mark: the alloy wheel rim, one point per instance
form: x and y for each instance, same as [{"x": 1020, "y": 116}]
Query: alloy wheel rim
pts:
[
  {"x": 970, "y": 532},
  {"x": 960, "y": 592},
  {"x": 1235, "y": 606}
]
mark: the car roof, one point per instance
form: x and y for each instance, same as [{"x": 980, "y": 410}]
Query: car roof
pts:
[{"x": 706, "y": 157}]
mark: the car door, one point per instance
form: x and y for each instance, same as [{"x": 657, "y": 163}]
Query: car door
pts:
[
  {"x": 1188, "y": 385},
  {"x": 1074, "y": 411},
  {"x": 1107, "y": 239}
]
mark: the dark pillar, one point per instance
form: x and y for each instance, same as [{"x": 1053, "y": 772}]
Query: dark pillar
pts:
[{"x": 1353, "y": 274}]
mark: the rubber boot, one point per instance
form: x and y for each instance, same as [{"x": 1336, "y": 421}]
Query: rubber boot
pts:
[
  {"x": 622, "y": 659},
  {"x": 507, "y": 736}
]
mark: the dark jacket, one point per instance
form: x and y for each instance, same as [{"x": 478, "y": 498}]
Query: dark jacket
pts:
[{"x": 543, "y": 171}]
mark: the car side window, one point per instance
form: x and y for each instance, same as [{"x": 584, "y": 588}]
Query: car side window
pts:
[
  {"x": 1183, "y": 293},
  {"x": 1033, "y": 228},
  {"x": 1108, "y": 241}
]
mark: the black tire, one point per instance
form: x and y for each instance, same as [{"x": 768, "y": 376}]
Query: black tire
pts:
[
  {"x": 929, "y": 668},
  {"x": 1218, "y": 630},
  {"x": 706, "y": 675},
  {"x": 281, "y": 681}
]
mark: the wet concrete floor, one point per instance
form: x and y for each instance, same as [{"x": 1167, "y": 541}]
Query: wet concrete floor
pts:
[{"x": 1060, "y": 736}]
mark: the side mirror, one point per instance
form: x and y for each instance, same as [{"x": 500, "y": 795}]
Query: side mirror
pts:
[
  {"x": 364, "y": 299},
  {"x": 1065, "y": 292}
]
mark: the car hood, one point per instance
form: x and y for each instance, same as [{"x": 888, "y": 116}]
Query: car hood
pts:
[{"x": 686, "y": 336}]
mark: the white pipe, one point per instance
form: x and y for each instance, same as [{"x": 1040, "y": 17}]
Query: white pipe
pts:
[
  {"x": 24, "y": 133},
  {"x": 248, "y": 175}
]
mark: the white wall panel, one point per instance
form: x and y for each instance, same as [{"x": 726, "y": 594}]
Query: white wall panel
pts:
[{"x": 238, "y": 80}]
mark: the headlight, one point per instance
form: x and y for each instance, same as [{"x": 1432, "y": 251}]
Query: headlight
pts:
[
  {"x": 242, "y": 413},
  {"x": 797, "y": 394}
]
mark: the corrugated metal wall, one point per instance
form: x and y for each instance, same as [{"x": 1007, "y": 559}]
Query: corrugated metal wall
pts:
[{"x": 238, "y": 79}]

+ + + +

__WHAT YOU SHOULD DO__. Please update the records above by replacing "one point per instance" with "a single point for each instance" everywhere it occurs, leaving every other line unchanged.

__RESULT__.
mark: the alloy wheel rim, a single point for each instance
form: x and y for each instance, same as [{"x": 1020, "y": 116}]
Query: alloy wheel rim
pts:
[
  {"x": 970, "y": 532},
  {"x": 960, "y": 592},
  {"x": 1235, "y": 606}
]
mark: the car roof, a single point for each instance
form: x and y for each instance, same as [{"x": 980, "y": 410}]
Query: car roof
pts:
[{"x": 706, "y": 157}]
mark: the car door, a single point for each instance
form: x and y for each instance, same as [{"x": 657, "y": 163}]
Query: car door
pts:
[
  {"x": 1188, "y": 385},
  {"x": 1074, "y": 411},
  {"x": 1107, "y": 239}
]
mark: the dark pillar, a single point for each instance
form: x and y for each instance, same as [{"x": 1053, "y": 772}]
Query: dark pillar
pts:
[{"x": 1353, "y": 274}]
mark: the rubber boot, a single point for each instance
form: x and y for each instance, same as [{"x": 1336, "y": 421}]
Query: rubber boot
pts:
[
  {"x": 622, "y": 659},
  {"x": 507, "y": 736}
]
mark: the dark jacket, a single point for each instance
form: x and y for each instance, same as [{"x": 478, "y": 498}]
Query: dark jacket
pts:
[{"x": 543, "y": 171}]
mark: the car side window, a single point for each instance
form: x and y for each instance, same as [{"x": 584, "y": 588}]
Query: car side window
pts:
[
  {"x": 1183, "y": 293},
  {"x": 1033, "y": 228},
  {"x": 1108, "y": 241}
]
mark: the black tire, a single point for each instance
form: x and y for each instance, same as [{"x": 768, "y": 376}]
Query: black tire
pts:
[
  {"x": 929, "y": 668},
  {"x": 1218, "y": 630},
  {"x": 706, "y": 675},
  {"x": 281, "y": 681}
]
mark: the wet concrete floor, a single point for each instance
form: x and y for each instance, same as [{"x": 1167, "y": 541}]
Query: wet concrete floor
pts:
[{"x": 1060, "y": 736}]
mark: the side mirror, a single point for each instance
form: x and y for each instance, same as [{"x": 500, "y": 795}]
Query: side mirror
pts:
[
  {"x": 364, "y": 299},
  {"x": 1065, "y": 292}
]
mark: the car hood, a single point for each instance
form: x and y for each instance, same as [{"x": 888, "y": 116}]
Query: car hood
pts:
[{"x": 686, "y": 336}]
mark: the white pipe, a single point for each instance
form: x and y for each instance, same as [{"x": 1040, "y": 17}]
Query: white pipe
pts:
[
  {"x": 24, "y": 133},
  {"x": 248, "y": 175}
]
mark: the white wall panel, a single point for each instance
form: x and y for each instance, same as [{"x": 726, "y": 594}]
Query: white wall panel
pts:
[{"x": 238, "y": 80}]
mark: the headlight, a single point for each instance
form: x and y for each instance, same as [{"x": 1432, "y": 251}]
Query: headlight
pts:
[
  {"x": 242, "y": 413},
  {"x": 797, "y": 394}
]
mark: the corrugated metal wall, a single point for each instance
form: x and y for each instance, same as [{"x": 1007, "y": 559}]
Query: corrugated metal wall
pts:
[{"x": 238, "y": 79}]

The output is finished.